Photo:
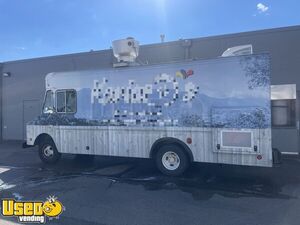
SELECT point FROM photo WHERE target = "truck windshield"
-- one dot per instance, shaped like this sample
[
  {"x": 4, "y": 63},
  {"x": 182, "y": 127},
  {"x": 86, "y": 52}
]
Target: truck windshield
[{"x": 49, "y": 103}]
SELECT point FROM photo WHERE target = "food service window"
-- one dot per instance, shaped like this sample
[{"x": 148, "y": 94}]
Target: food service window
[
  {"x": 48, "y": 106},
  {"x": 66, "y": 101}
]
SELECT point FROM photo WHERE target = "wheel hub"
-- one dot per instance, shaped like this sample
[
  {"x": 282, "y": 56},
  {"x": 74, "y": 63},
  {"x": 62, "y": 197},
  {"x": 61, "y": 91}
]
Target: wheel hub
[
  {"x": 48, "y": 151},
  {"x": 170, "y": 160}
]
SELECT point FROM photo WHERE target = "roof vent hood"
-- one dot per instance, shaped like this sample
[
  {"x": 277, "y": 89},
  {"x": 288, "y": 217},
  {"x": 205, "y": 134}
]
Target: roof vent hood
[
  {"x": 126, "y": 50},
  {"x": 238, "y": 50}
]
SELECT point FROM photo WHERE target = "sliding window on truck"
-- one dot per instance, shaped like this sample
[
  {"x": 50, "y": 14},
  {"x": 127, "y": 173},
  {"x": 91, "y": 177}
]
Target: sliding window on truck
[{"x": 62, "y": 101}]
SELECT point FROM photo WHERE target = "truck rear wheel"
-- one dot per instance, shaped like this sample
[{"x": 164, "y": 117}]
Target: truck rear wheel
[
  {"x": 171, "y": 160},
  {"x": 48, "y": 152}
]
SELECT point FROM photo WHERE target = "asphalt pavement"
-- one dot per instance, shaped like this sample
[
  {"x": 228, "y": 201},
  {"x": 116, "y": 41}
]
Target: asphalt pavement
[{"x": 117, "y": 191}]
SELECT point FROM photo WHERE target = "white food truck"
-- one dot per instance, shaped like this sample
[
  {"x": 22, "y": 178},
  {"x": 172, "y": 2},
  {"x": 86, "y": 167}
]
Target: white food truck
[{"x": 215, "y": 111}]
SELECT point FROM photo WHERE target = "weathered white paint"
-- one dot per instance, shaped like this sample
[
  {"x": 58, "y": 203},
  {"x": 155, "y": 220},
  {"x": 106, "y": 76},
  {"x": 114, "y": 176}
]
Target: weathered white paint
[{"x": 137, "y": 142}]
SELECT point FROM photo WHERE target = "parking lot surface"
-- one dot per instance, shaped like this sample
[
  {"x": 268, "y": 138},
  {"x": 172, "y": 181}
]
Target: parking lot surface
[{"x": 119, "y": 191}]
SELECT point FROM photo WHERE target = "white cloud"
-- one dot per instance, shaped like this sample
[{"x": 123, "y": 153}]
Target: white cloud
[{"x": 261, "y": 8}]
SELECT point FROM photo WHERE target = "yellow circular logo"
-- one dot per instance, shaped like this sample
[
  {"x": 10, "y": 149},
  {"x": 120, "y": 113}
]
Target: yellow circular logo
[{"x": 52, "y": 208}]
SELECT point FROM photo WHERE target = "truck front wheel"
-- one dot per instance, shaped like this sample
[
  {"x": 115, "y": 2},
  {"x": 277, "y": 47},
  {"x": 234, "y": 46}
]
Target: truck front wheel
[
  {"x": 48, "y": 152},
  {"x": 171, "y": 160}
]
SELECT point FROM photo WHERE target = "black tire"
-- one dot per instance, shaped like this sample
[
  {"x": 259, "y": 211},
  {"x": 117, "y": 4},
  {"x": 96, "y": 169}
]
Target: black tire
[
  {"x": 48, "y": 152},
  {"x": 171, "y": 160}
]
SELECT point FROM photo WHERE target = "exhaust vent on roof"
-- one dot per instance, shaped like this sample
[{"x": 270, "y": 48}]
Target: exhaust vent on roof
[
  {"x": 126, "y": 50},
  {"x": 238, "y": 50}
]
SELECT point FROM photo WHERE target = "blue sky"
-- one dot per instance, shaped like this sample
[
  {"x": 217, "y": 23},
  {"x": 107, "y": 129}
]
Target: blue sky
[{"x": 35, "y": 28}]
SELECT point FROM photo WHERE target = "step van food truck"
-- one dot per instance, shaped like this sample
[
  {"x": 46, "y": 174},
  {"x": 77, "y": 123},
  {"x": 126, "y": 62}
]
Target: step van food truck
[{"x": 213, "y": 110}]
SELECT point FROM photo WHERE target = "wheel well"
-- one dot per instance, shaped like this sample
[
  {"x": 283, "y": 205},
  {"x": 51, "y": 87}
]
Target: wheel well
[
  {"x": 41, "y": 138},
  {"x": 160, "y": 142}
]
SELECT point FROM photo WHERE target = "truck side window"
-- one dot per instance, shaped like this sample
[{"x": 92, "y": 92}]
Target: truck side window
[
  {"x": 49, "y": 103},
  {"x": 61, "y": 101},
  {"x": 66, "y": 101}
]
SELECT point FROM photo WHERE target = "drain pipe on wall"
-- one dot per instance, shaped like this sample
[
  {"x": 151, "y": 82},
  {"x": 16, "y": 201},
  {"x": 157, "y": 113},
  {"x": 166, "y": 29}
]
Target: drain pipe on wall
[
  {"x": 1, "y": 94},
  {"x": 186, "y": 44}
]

● ● ● ● ●

◆ **PROBLEM STATEMENT**
In the copy, include every line of the entries above exactly and none of the pictures.

◆ **FINISHED EXERCISE**
Photo:
SELECT point FROM photo WHERE target = "truck windshield"
-- one dot per instance, shaped like this sample
[
  {"x": 4, "y": 63},
  {"x": 182, "y": 127},
  {"x": 86, "y": 52}
]
Target: truck windshield
[{"x": 49, "y": 103}]
SELECT point FROM photo WHERE target = "food service window"
-- one dot per instance, shaped like this sample
[{"x": 148, "y": 94}]
Target: food service window
[
  {"x": 48, "y": 106},
  {"x": 66, "y": 101}
]
SELECT point FROM photo WHERE target = "wheel hub"
-- one dot per instance, shaped like this sample
[
  {"x": 282, "y": 56},
  {"x": 74, "y": 63},
  {"x": 62, "y": 197},
  {"x": 61, "y": 91}
]
Target: wheel hub
[
  {"x": 48, "y": 151},
  {"x": 170, "y": 160}
]
SELECT point FROM photo WHERE target = "roof vent hood"
-- one dot per instance, shaped like this sample
[
  {"x": 277, "y": 89},
  {"x": 288, "y": 217},
  {"x": 205, "y": 134}
]
Target: roof vent hood
[
  {"x": 126, "y": 50},
  {"x": 238, "y": 50}
]
SELECT point FROM photo WHERE target = "sliding window on truck"
-- one dot per instance, shaped like this sample
[
  {"x": 50, "y": 14},
  {"x": 127, "y": 173},
  {"x": 91, "y": 177}
]
Target: sliding window on truck
[{"x": 62, "y": 101}]
SELECT point FROM photo WHERE target = "truck rear wheel"
-- one dot per instance, shaped like this sample
[{"x": 164, "y": 117}]
Target: truck rear wheel
[
  {"x": 171, "y": 160},
  {"x": 48, "y": 152}
]
SELECT point FROM photo WHERE target = "asphalt pavement"
-- one dot per instance, shaped like this sample
[
  {"x": 228, "y": 201},
  {"x": 116, "y": 41}
]
Target: asphalt pavement
[{"x": 117, "y": 191}]
SELECT point FROM photo WHERE target = "white food truck"
-- one dot per instance, shaped like this sample
[
  {"x": 22, "y": 178},
  {"x": 172, "y": 2},
  {"x": 86, "y": 167}
]
Target: white food truck
[{"x": 215, "y": 111}]
SELECT point FROM photo WHERE target = "weathered white paint"
-- one dot per instance, shaped like this sample
[
  {"x": 58, "y": 203},
  {"x": 155, "y": 220},
  {"x": 106, "y": 76},
  {"x": 114, "y": 176}
]
Target: weathered white paint
[{"x": 137, "y": 142}]
SELECT point FROM photo WHERE target = "parking lot surface"
-- one dot per instance, shaped like this sample
[
  {"x": 268, "y": 138},
  {"x": 172, "y": 181}
]
Target: parking lot surface
[{"x": 119, "y": 191}]
SELECT point FROM photo WHERE target = "white cloud"
-- one dot per instance, shaped like this sample
[{"x": 123, "y": 153}]
Target: white cloud
[{"x": 261, "y": 8}]
SELECT point FROM photo WHERE target = "yellow circular logo"
-- one dot per instance, shaped like this sample
[
  {"x": 10, "y": 149},
  {"x": 120, "y": 113}
]
Target: yellow circular logo
[{"x": 52, "y": 208}]
SELECT point FROM photo WHERE target = "truck front wheel"
-- one dot per instance, shaped like this sample
[
  {"x": 115, "y": 2},
  {"x": 277, "y": 47},
  {"x": 234, "y": 46}
]
Target: truck front wheel
[
  {"x": 48, "y": 152},
  {"x": 171, "y": 160}
]
SELECT point FROM photo WHERE target = "black tire"
-- one dot per instance, shaped like this sample
[
  {"x": 259, "y": 211},
  {"x": 117, "y": 4},
  {"x": 96, "y": 169}
]
Target: black tire
[
  {"x": 48, "y": 152},
  {"x": 171, "y": 160}
]
SELECT point FROM photo WHERE target = "exhaust vent on roof"
-- one dot per instance, shaped like this sample
[{"x": 270, "y": 48}]
Target: exhaust vent on roof
[
  {"x": 126, "y": 50},
  {"x": 238, "y": 50}
]
SELECT point FROM photo WHERE target = "blue sky"
-- one dot per instance, shaped like this sample
[
  {"x": 217, "y": 23},
  {"x": 107, "y": 129}
]
Target: blue sky
[{"x": 35, "y": 28}]
SELECT point FROM photo WHERE target = "step van food truck"
-- one dot per instance, shaped like this sample
[
  {"x": 46, "y": 174},
  {"x": 77, "y": 123},
  {"x": 126, "y": 62}
]
Target: step van food truck
[{"x": 213, "y": 110}]
SELECT point FROM photo WHERE target = "wheel well"
-- one dot per instance, shaped like this sample
[
  {"x": 283, "y": 205},
  {"x": 51, "y": 87}
]
Target: wheel well
[
  {"x": 41, "y": 138},
  {"x": 160, "y": 142}
]
SELECT point FROM photo WHERE target = "truck side window"
-- one dot per instance, shaped like this sample
[{"x": 92, "y": 92}]
Target: truck side window
[
  {"x": 49, "y": 103},
  {"x": 61, "y": 101},
  {"x": 66, "y": 101}
]
SELECT point FROM photo WHERE target = "drain pipe on wall"
-- one dot per instance, shaped like this sample
[
  {"x": 151, "y": 82},
  {"x": 16, "y": 201},
  {"x": 157, "y": 113},
  {"x": 166, "y": 29}
]
Target: drain pipe on wall
[
  {"x": 1, "y": 94},
  {"x": 186, "y": 44}
]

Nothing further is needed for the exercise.